### EXERCISE TASK A
In the garbage collection page, what setting disables garbage collection for a file type?

----------------------------------------

Skip to content

Garbage Collection

SlateDB’s garbage collector runs as a background task in the client process, periodically checking for obsolete files in the database storage.

The garbage collector has a configurable minimum age and interval for each file type (WAL SSTs, compacted SSTs, and manifests). Garbage collection for a file type can be disabled by setting its options to None. The collector runs every interval seconds and will delete files older than min_age that are not referenced by any active manifest or checkpoint.

Below is a diagram illustrating the high-level flow of garbage collection in SlateDB:

flowchart TD

    A["Start GC Cycle (interval timer)"] --> B[Remove Expired Checkpoints from Manifests]

    B --> C[Run WAL SST GC Task]
    C --> C1[List WAL SSTs older than last compacted ID]
    C1 --> C2[Filter by min_age and active references]
    C2 --> C3[Delete eligible WAL SSTs]

    B --> D[Run Compacted SST GC Task]
    D --> D1[List all compacted and L0 SSTs]
    D1 --> D2[Gather active SST IDs from manifests]
    D2 --> D3[Delete SSTs not referenced and older than min_age]

    B --> E[Run Manifest GC Task]
    E --> E1["List all manifests (exclude latest)"]
    E1 --> E2[Gather active manifest IDs from checkpoints]
    E2 --> E3[Delete manifests not referenced and older than min_age]

    C3 & D3 & E3 --> G[Wait for Next Interval or Shutdown]

----------------------------------------

### EXERCISE TASK B
Please rewrite the records below, replacing every "Marked points" with "Annotated points" and leaving everything else unchanged.

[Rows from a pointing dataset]
----------------------------------------

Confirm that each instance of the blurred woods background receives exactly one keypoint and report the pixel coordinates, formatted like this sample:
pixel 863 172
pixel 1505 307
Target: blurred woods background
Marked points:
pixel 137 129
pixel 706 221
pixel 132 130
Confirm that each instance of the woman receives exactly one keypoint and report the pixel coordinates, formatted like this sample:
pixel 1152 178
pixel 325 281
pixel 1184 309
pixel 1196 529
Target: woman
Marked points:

----------------------------------------

### COMPLETE ANSWER A
Setting its options to None.

### COMPLETE ANSWER B
Confirm that each instance of the blurred woods background receives exactly one keypoint and report the pixel coordinates, formatted like this sample:
pixel 863 172
pixel 1505 307
Target: blurred woods background
Annotated points:
pixel 137 129
pixel 706 221
pixel 132 130
Confirm that each instance of the woman receives exactly one keypoint and report the pixel coordinates, formatted like this sample:
pixel 1152 178
pixel 325 281
pixel 1184 309
pixel 1196 529
Target: woman
Annotated points:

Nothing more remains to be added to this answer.